→ Dataset entries:
•••

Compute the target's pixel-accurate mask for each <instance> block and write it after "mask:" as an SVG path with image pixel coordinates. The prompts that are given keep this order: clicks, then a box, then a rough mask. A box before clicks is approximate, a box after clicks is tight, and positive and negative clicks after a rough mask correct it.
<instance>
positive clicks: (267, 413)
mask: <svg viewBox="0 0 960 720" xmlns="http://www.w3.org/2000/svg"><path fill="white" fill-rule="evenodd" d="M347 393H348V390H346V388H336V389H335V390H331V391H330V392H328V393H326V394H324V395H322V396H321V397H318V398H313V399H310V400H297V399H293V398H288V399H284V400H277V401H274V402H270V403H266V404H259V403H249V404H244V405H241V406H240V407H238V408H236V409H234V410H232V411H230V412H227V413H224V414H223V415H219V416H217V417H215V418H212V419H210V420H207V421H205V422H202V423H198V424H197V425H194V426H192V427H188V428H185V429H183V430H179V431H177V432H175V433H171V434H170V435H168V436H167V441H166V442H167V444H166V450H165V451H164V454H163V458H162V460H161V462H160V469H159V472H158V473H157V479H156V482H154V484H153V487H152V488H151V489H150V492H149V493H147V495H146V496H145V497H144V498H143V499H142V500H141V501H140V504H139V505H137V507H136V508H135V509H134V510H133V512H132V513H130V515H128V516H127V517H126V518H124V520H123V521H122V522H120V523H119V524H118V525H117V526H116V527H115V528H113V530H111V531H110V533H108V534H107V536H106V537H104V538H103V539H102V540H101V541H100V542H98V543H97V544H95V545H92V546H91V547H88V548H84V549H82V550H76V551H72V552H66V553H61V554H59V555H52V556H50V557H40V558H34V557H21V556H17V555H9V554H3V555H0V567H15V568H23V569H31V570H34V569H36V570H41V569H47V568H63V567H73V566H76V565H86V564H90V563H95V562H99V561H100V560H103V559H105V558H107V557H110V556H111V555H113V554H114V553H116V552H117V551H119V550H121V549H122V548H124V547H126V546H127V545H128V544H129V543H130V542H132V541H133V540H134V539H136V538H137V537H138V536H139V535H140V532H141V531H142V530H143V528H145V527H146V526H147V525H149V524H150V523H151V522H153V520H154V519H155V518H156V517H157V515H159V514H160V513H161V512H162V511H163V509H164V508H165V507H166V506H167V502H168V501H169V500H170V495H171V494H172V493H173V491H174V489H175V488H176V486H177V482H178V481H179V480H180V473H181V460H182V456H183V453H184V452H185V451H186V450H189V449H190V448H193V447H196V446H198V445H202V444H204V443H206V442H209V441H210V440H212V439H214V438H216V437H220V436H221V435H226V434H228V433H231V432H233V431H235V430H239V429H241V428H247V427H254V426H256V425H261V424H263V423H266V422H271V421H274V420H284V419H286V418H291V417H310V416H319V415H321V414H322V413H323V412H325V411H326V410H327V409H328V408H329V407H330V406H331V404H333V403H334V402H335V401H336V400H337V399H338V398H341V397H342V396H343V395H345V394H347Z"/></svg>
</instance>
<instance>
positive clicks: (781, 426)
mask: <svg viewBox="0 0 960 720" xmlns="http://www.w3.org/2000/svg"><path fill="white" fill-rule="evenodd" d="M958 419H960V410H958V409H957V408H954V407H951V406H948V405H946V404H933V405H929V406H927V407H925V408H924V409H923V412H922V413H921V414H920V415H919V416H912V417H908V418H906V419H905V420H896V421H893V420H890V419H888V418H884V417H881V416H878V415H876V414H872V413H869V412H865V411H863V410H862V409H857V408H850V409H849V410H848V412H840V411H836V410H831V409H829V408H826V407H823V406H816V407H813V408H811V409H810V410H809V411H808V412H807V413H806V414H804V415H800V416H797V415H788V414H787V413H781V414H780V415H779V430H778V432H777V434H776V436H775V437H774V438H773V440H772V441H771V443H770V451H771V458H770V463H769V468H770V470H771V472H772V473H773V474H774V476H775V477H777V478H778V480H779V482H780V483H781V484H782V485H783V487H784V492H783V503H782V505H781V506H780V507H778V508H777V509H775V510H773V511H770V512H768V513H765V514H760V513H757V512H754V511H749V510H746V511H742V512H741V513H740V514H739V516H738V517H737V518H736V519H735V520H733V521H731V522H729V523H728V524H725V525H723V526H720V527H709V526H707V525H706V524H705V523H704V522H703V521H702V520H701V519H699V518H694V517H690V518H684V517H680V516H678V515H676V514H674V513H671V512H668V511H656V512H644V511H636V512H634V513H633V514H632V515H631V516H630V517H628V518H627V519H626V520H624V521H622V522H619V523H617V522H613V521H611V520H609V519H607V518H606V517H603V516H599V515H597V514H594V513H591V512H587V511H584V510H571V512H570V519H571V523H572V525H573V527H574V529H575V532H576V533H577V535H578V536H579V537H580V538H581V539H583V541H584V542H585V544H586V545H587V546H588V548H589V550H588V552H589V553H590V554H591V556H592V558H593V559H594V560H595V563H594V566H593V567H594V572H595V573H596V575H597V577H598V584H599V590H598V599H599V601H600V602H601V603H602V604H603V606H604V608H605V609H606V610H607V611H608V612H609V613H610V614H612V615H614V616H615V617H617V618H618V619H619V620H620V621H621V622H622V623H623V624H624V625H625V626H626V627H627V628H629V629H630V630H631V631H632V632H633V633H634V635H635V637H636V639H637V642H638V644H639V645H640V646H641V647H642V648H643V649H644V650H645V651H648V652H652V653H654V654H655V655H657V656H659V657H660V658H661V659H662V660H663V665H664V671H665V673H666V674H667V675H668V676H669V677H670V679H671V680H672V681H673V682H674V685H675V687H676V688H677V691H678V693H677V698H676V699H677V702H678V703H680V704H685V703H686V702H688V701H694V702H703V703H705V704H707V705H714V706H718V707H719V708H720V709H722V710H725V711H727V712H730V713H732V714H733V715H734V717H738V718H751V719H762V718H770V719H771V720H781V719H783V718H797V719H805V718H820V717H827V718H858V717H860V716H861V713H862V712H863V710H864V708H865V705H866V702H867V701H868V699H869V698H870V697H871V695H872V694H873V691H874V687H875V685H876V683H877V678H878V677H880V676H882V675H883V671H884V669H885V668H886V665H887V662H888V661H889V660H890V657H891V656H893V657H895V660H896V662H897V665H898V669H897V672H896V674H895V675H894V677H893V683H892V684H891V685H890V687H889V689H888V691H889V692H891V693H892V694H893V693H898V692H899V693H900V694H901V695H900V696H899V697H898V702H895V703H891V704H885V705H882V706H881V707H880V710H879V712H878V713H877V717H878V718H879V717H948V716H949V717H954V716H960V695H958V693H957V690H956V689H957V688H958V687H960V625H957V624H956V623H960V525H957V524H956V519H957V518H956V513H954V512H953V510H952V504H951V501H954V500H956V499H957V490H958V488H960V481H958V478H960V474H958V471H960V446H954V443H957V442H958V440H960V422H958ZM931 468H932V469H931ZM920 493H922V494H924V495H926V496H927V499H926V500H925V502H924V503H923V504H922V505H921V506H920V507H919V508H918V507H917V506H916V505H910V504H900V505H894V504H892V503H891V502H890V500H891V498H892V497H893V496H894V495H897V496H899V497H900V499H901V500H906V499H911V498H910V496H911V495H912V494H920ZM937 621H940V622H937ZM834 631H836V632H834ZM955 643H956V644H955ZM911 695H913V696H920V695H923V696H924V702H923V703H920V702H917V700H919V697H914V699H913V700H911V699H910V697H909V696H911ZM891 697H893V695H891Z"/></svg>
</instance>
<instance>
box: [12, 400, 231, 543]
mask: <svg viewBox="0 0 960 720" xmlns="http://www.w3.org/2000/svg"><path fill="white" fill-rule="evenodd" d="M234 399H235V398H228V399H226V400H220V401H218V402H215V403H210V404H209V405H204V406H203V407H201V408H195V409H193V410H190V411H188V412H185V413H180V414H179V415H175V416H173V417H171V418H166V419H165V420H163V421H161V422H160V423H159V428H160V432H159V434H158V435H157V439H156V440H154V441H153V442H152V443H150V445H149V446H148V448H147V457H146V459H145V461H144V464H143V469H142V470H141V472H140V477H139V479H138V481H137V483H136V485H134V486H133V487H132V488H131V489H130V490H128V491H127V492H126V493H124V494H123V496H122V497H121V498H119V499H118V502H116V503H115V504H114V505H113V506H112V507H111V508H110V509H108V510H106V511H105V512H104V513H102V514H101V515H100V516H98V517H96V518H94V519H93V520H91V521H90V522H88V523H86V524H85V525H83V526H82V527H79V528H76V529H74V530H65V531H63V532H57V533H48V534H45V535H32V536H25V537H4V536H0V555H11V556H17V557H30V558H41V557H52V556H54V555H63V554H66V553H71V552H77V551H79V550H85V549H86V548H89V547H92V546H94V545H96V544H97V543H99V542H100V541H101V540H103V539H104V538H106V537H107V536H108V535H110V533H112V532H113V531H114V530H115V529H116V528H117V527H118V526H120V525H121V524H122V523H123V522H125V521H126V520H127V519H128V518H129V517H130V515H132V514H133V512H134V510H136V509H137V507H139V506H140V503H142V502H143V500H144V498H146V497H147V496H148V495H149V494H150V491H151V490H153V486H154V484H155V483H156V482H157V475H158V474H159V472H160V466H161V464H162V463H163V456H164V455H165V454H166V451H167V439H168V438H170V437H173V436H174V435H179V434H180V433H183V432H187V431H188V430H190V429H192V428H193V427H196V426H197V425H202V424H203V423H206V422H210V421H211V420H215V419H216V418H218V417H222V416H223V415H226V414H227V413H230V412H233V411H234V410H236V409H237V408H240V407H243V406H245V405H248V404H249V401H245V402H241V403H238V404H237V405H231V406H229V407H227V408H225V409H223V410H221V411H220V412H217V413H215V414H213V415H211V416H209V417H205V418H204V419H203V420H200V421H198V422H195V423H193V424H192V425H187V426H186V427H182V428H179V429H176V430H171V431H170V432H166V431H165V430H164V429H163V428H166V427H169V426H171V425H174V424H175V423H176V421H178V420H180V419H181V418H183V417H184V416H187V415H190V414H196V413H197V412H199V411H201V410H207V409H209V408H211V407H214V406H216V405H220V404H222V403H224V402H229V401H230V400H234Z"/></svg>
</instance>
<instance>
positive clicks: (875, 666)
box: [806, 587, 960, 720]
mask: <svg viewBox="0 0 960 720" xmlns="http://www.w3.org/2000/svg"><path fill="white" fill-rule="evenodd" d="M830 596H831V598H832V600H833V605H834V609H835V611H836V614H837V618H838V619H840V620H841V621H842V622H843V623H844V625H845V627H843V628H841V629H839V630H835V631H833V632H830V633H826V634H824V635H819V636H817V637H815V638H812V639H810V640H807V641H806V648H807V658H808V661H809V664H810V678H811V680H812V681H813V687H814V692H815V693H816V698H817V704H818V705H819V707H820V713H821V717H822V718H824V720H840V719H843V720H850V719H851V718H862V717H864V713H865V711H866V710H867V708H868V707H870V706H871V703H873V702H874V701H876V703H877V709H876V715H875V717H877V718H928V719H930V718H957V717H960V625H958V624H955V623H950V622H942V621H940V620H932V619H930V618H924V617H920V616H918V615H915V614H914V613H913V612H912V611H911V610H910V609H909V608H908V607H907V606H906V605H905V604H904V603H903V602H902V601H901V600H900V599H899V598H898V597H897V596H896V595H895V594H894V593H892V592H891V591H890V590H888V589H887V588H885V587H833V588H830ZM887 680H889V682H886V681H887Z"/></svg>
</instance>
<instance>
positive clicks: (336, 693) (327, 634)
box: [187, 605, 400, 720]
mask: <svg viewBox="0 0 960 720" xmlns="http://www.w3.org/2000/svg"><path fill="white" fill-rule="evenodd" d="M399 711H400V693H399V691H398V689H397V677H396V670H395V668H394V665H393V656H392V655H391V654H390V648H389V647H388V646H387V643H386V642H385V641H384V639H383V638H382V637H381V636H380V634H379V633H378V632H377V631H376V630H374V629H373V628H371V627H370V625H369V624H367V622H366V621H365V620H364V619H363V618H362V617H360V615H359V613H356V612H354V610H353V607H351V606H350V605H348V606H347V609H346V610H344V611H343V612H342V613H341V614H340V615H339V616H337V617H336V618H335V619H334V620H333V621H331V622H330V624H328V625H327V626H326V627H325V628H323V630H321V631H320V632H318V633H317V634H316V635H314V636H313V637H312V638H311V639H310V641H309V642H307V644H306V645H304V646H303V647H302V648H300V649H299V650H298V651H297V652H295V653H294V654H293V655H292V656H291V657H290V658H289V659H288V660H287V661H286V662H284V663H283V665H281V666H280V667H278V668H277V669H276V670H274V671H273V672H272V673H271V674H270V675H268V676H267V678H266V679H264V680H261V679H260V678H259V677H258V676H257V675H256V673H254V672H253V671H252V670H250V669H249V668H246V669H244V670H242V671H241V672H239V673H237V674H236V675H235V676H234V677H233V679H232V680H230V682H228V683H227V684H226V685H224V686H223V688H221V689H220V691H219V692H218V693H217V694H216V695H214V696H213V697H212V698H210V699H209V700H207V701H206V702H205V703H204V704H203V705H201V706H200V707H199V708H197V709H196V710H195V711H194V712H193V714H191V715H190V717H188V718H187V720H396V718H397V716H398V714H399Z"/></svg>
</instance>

•••

→ Required work:
Pull every line containing "positive" out of the entries.

→ Result:
Compute the target's pixel-accurate mask for each <instance> block and write it after "mask:" as an SVG path with image pixel coordinates. The prompts that are given keep this order: clicks, then a box, then a rough mask. A box before clicks is approximate, a box after clicks is tight, and positive and negative clicks after a rough mask correct it.
positive clicks: (267, 413)
positive clicks: (781, 426)
positive clicks: (875, 666)
positive clicks: (336, 693) (327, 634)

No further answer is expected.